● Box annotations for photos
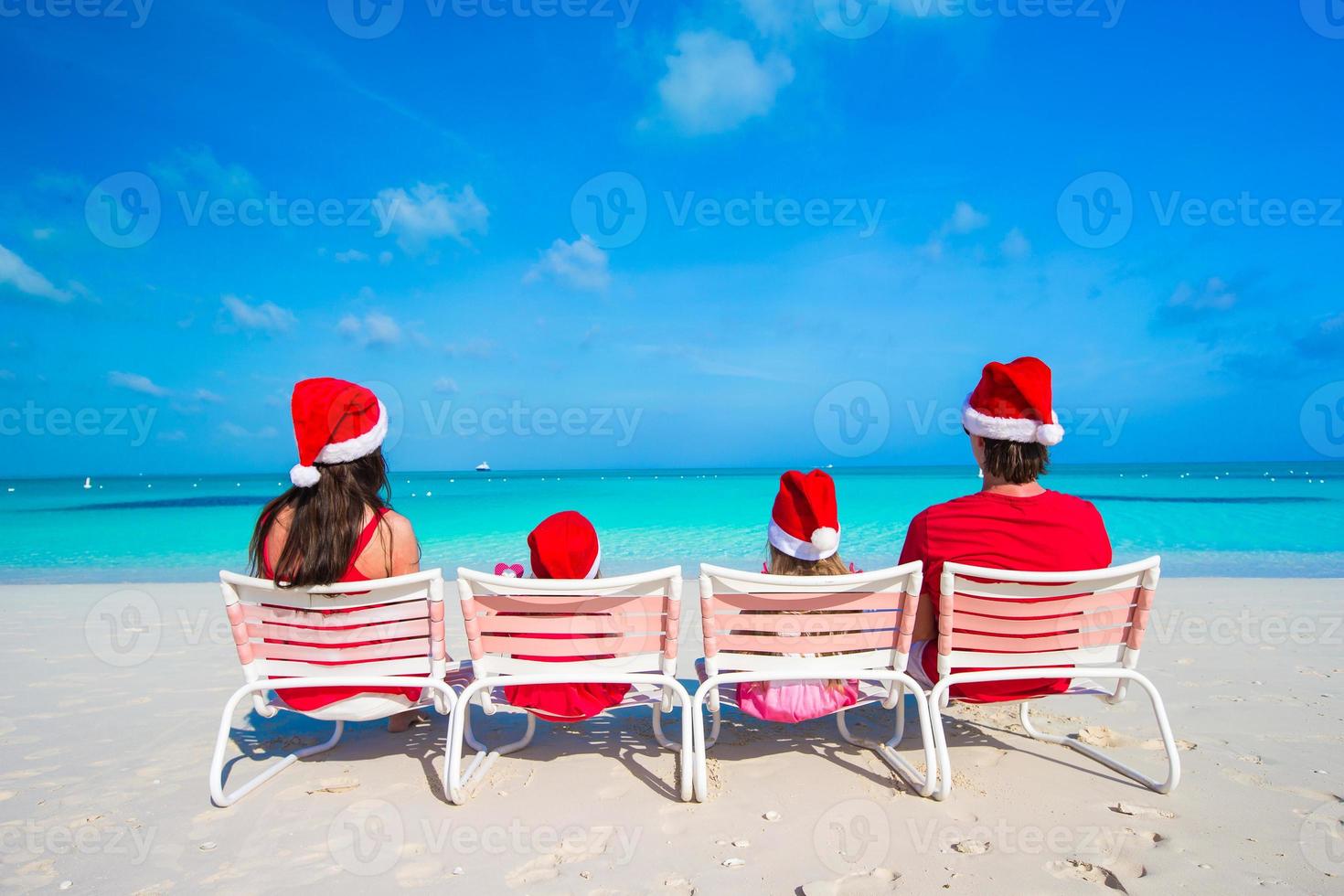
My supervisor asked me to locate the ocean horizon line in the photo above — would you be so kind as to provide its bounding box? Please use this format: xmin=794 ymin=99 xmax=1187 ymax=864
xmin=0 ymin=457 xmax=1344 ymax=482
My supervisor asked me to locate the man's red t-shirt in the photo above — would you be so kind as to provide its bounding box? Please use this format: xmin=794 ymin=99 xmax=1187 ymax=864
xmin=901 ymin=490 xmax=1110 ymax=702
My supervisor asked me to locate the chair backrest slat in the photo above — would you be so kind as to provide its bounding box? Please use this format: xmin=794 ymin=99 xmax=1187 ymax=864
xmin=457 ymin=567 xmax=681 ymax=676
xmin=700 ymin=563 xmax=922 ymax=672
xmin=219 ymin=570 xmax=448 ymax=681
xmin=938 ymin=558 xmax=1161 ymax=676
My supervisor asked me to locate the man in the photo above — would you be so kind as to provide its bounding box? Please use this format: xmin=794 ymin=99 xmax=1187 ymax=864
xmin=901 ymin=357 xmax=1110 ymax=702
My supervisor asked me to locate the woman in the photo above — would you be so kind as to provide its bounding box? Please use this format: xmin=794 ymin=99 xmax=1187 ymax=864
xmin=249 ymin=378 xmax=425 ymax=732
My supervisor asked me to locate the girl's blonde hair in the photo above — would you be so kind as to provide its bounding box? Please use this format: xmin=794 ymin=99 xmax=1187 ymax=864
xmin=766 ymin=544 xmax=849 ymax=575
xmin=766 ymin=544 xmax=849 ymax=690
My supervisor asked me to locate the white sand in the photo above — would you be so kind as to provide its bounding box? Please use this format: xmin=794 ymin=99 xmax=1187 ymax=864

● EXERCISE OBJECTIVE
Could you express every line of the data above as a Markdown table with the columns Row and Line, where Row holds a running number and Line holds the text? Skip blank lines, and keep the pictures out of the answer.

● THE ANSWER
| Row | Line |
|---|---|
| 1 | My supervisor asked me to locate the ocean horizon line in the photo above — would you be so kind as to provide its bounding box? Please use this format: xmin=794 ymin=99 xmax=1187 ymax=864 |
| 2 | xmin=0 ymin=457 xmax=1344 ymax=482 |
| 3 | My supervisor asked me to locate the man's red t-shirt in the photo above — would you be so kind as to provide its bounding box? Please use this format: xmin=794 ymin=99 xmax=1187 ymax=864 |
| 4 | xmin=901 ymin=490 xmax=1110 ymax=702 |
| 5 | My supervisor asked me to locate the chair backrest slat in the photo above — would you be so kind as to provide its bounding box? Please use this format: xmin=794 ymin=99 xmax=1187 ymax=864 |
| 6 | xmin=457 ymin=567 xmax=681 ymax=676 |
| 7 | xmin=700 ymin=563 xmax=922 ymax=672 |
| 8 | xmin=219 ymin=570 xmax=448 ymax=681 |
| 9 | xmin=938 ymin=558 xmax=1161 ymax=676 |
| 10 | My supervisor asked me to locate the man in the photo above — would you be so kind as to provide its bounding box? Please use this format: xmin=794 ymin=99 xmax=1187 ymax=864 |
| 11 | xmin=901 ymin=357 xmax=1110 ymax=702 |
| 12 | My supervisor asked me to locate the woman in the photo above — would you be so kind as to provide its bounding box? Please use this format: xmin=794 ymin=99 xmax=1187 ymax=864 |
| 13 | xmin=249 ymin=378 xmax=425 ymax=732 |
| 14 | My supervisor asked me to locate the girl's blonde hair in the photo above — would you be so kind as to provide its bounding box? Please use this format: xmin=794 ymin=99 xmax=1187 ymax=864 |
| 15 | xmin=766 ymin=544 xmax=849 ymax=575 |
| 16 | xmin=766 ymin=544 xmax=849 ymax=690 |
| 17 | My supervisor asked me to locate the white sand in the photo above — would you be so kind as to provide its bounding box? Please use this format: xmin=794 ymin=99 xmax=1187 ymax=864 |